AIM OF THE EXERCISE |
Would you write out the entries again, exactly as they are, but without images?

### SOURCE DATA ###

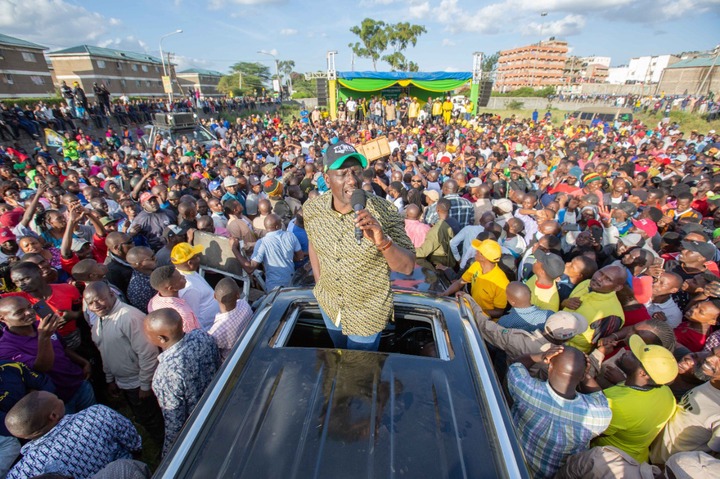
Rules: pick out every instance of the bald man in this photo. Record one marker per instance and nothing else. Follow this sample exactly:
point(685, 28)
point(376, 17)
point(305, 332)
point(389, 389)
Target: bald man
point(597, 301)
point(662, 305)
point(186, 366)
point(460, 209)
point(523, 315)
point(415, 229)
point(128, 359)
point(79, 444)
point(554, 420)
point(276, 251)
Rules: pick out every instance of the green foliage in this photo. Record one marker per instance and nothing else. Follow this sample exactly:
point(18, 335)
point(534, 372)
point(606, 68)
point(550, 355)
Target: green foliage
point(373, 40)
point(489, 63)
point(254, 78)
point(377, 36)
point(515, 105)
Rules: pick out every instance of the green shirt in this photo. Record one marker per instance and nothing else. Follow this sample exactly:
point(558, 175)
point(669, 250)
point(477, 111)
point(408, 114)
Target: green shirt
point(354, 280)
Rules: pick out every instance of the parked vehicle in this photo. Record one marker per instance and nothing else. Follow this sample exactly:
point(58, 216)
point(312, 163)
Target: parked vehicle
point(288, 404)
point(586, 115)
point(173, 126)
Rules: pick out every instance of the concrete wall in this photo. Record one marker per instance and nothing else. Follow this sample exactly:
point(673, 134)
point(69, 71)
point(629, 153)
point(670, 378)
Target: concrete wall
point(678, 81)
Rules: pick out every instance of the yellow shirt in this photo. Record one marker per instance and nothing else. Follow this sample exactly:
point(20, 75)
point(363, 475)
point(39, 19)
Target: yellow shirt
point(488, 290)
point(594, 306)
point(634, 425)
point(544, 298)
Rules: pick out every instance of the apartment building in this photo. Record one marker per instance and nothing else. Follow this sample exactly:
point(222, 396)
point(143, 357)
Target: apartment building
point(537, 65)
point(124, 73)
point(199, 79)
point(585, 70)
point(24, 72)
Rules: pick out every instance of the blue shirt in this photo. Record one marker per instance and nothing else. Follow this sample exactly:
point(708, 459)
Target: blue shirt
point(527, 319)
point(79, 445)
point(184, 371)
point(550, 427)
point(275, 251)
point(16, 380)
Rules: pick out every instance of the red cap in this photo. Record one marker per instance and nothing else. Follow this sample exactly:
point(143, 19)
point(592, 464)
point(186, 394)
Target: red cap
point(647, 225)
point(147, 196)
point(6, 234)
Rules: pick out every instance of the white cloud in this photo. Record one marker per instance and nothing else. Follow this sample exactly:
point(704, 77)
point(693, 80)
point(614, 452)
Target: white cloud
point(571, 24)
point(216, 4)
point(55, 23)
point(129, 43)
point(524, 15)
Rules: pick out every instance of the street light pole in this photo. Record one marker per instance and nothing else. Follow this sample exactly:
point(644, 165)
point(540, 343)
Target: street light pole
point(165, 70)
point(537, 55)
point(277, 71)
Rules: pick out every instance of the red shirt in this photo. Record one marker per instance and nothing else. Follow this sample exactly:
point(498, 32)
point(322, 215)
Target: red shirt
point(688, 337)
point(64, 297)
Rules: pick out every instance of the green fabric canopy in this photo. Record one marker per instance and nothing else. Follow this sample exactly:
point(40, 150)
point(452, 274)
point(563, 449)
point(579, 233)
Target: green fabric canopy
point(370, 84)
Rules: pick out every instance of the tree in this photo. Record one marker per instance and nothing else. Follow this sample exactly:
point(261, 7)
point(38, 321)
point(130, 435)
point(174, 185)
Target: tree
point(254, 78)
point(373, 40)
point(377, 36)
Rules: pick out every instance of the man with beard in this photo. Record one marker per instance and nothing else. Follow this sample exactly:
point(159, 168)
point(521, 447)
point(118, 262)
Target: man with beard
point(695, 426)
point(151, 221)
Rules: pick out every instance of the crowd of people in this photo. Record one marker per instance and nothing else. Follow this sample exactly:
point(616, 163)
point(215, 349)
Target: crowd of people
point(587, 252)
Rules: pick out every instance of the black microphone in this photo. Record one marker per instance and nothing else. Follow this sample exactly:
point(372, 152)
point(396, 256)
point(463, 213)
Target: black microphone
point(358, 199)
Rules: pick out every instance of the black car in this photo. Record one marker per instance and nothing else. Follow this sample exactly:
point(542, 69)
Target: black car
point(286, 404)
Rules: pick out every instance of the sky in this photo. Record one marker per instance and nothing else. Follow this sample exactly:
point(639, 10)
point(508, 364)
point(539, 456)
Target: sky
point(219, 33)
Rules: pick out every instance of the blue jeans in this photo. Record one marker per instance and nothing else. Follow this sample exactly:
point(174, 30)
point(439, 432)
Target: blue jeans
point(83, 398)
point(350, 341)
point(9, 451)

###

WRITTEN ANSWER |
Rules: pick out every instance of the bald man in this photo. Record one marker per instance and nothing else. Follow this sample exactly:
point(685, 28)
point(376, 17)
point(305, 332)
point(389, 389)
Target: bald man
point(597, 301)
point(662, 305)
point(186, 366)
point(460, 209)
point(523, 315)
point(415, 229)
point(128, 359)
point(79, 444)
point(554, 420)
point(276, 251)
Rules: pick out every instance of the green foliage in this photo. Record one marker per instance and nothing else. Follow this sample exactly:
point(18, 335)
point(534, 372)
point(606, 68)
point(550, 355)
Target: green foliage
point(373, 40)
point(489, 63)
point(254, 78)
point(377, 36)
point(515, 105)
Rules: pick out every instance of the green shirt in this photo. Record one marker per instance and nothing else. Follow this sample exactly:
point(558, 175)
point(669, 250)
point(477, 111)
point(408, 114)
Target: green shirt
point(354, 280)
Rules: pick out every instance of the parked vehicle in this photo. Record one marker per instance and nothing else. Follow this sample exactly:
point(58, 216)
point(312, 163)
Target: parked vehicle
point(288, 404)
point(586, 115)
point(173, 126)
Rules: pick out every instance of the concrete wall in this photo. Record one marker per instance and nothing else. Follow this sample exactly:
point(673, 134)
point(69, 71)
point(629, 153)
point(670, 378)
Target: concrete wall
point(678, 81)
Rules: pick out every instance of the yellow shirt in this photo. Record one marker per instance and nothing else. Follow this sample exactly:
point(20, 75)
point(363, 475)
point(39, 19)
Target: yellow shirt
point(488, 290)
point(594, 306)
point(634, 425)
point(544, 298)
Rules: pick out every instance of the apartment building in this photo. Record one marker per instance and nothing else. Follow this sample exactly:
point(222, 396)
point(143, 357)
Target: apartment building
point(537, 65)
point(124, 73)
point(199, 79)
point(585, 70)
point(24, 72)
Rules: pick out every instance of the blue shirt in this photo. Record one marker per instance and nothing else. Follow this sample exactly:
point(708, 459)
Target: blue shirt
point(527, 319)
point(79, 445)
point(184, 371)
point(550, 427)
point(275, 251)
point(16, 380)
Rules: pick out every instance of the red cap in this photo. Record one marker per instance and nothing else. Follow this sample exactly:
point(143, 19)
point(592, 464)
point(186, 394)
Target: red cap
point(647, 225)
point(147, 196)
point(6, 234)
Rules: pick out every instance of the white cloud in this photo. Record one marker per instance and nothing else. Follow this sample exactly:
point(704, 77)
point(693, 80)
point(614, 452)
Target: white cloud
point(571, 24)
point(216, 4)
point(55, 23)
point(129, 43)
point(524, 15)
Rules: pick out every instance of the street light pole in this photo. Record one marker per instance and nothing else. Follow this sample exactly:
point(644, 165)
point(540, 343)
Target: street light pole
point(165, 70)
point(537, 55)
point(277, 71)
Rules: pick out every instance of the red shirt in this photo. Record one marker per instance and nothing else. Follow this sample exactly:
point(498, 32)
point(322, 215)
Target: red shirt
point(688, 337)
point(64, 297)
Rules: pick out every instance of the green fabric canopy in this photo. Record one marker per instance and nothing else. Follow this sample exactly:
point(40, 150)
point(452, 274)
point(563, 449)
point(579, 233)
Target: green fabric canopy
point(370, 84)
Rules: pick out every instance of the tree in this photo. Record one marker per instance and nothing else. Follow this sample exactly:
point(261, 7)
point(38, 321)
point(130, 435)
point(174, 185)
Target: tree
point(254, 78)
point(373, 40)
point(377, 36)
Rules: pick out every instance of the man with beard in this photo. Record one marker per instance and nothing else. Follow this sample exactly:
point(159, 168)
point(521, 447)
point(118, 262)
Target: man with beard
point(695, 426)
point(151, 221)
Rules: pick out every instance of the crowd of people in this photo. Record one marker per instance and nothing else. Follow this sample exactly:
point(616, 163)
point(215, 349)
Target: crowd of people
point(587, 252)
Rules: pick out every instance of the black microphone in this photo. Record one marker per instance and nothing else. Follow this sample exactly:
point(372, 152)
point(396, 256)
point(463, 213)
Target: black microphone
point(358, 199)
Rules: pick out every instance of the black car in this photo. Record one marker per instance and nothing else. Follow this sample exactly:
point(542, 69)
Target: black car
point(286, 404)
Rules: pick out every instance of the sky in this photo. Record one marker per instance and nothing else. Follow this sample exactly:
point(639, 10)
point(508, 364)
point(539, 456)
Target: sky
point(219, 33)
Rules: pick out every instance of the blue jeans in this photo. Record one marker per instance and nothing else. Follow this sample exactly:
point(174, 30)
point(439, 432)
Target: blue jeans
point(83, 398)
point(350, 341)
point(9, 451)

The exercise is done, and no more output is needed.